## PASSAGE GIVEN
There’s been no announcement from Virgin Atlantic and, as far as I can tell there haven’t even been any rumors of this in the travel press but, according to the latest schedule update, Virgin Atlantic is launching a new non-stop flight between London and Seattle in 2017.
According to the Delta press release, Virgin Atlantic will begin daily service to Seattle from London Heathrow from 26 March 2017. The airline will be using its Boeing 787-9 Dreamliners to operate the new route.
The schedule that has been filed looks like this……
VS105 LHR 11:00 – 13:20 SEA (Daily)
VS106 SEA 19:10 – 13:00+1 day LHR (Daily)
The Virgin Atlantic website hasn’t been updated to show this new route (neither had the Delta website for that matter) so Seattle still doesn’t appear as a destination that the airline serves with its own aircraft:
But, interestingly, not only is the London – Seattle route one that Virgin Atlantic’s partner, Delta, flys – as shown by this route map….
….but, also, the current Delta schedule for April 2017 (which is far out as it goes right now) is pretty similar to the schedule that Virgin Atlantic have just tentatively filed:
Based on this it would appear possible that Virgin Atlantic is taking over the route from Delta from May 2017. (Update: Now confirmed by Delta)
In the scheme of things this fits with Virgin Atlantic’s strategy (since 2014) of ceding routes around the world to concentrate on their partnership with Delta and on routes between the UK and the US.
Virgin Atlantic has looked at operating a route between London and Seattle in the past but, I suspect, it has been the introduction of the new (and efficient) Dreamliners that has finally made the route viable for the airline.
The Aircraft Swap
If Virgin Atlantic is indeed taking over the London – Seattle route from Delta, customers will be swapping a Delta 767-300 for a Virgin Atlantic 787-9 Dreamliner.
The headline differences are:
- Dreamliner has 5 fewer premium cabin seats than Delta’s 767
- Dreamliner Economy Class has narrower seats than Delta’s 767
- Dreamliner offers a true Premium Economy product with 38″ seat pitch and 21″ seat width – more spacious than Delta’s Comfort Plus by some distance.
- Dreamliner offers a less dense premium class cabin (Upper Class v Delta One) with wider seats.
Presumably both Virgin Atlantic and Delta will make their own announcements about this in the next few days so I’ll keep this post updated with the news as it comes in. (Update: Announcement made 31 May 2016)
Delta’s flyers will still be able to earn and burn SkyMiles on the London – Seattle route but, although Delta and Virgin are partners, Delta status isn’t recognised on Virgin Atlantic so that could be a downside to this news for a number of people.

Point annotation data
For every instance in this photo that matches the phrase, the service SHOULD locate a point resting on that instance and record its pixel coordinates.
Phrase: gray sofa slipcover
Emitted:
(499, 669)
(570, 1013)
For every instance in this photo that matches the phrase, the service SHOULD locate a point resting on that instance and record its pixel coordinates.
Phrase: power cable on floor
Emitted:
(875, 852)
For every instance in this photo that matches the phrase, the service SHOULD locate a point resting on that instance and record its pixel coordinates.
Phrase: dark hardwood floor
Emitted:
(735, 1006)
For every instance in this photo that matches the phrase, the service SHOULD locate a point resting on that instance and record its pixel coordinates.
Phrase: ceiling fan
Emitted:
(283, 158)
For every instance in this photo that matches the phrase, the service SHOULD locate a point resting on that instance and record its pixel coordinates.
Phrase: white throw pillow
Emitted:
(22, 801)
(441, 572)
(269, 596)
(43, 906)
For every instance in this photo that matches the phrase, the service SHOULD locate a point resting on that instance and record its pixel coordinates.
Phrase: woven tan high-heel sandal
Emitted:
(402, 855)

## EXERCISES
1. Answer these from the Seattle route article:
(a) Which flight number leaves LHR at 11:00?
(b) Since what year has Virgin Atlantic followed its strategy of ceding routes around the world?
(c) What seat pitch does the Dreamliner's Premium Economy offer?
2. Please reproduce the Seattle route article from "- Dreamliner offers a less" up to and including "number of people.".
Answer using only the Seattle route article.

## ANSWERS TO EACH TASK
1.
(a) VS105
(b) 2014
(c) 38″

2.
- Dreamliner offers a less dense premium class cabin (Upper Class v Delta One) with wider seats.
Presumably both Virgin Atlantic and Delta will make their own announcements about this in the next few days so I’ll keep this post updated with the news as it comes in. (Update: Announcement made 31 May 2016)
Delta’s flyers will still be able to earn and burn SkyMiles on the London – Seattle route but, although Delta and Virgin are partners, Delta status isn’t recognised on Virgin Atlantic so that could be a downside to this news for a number of people.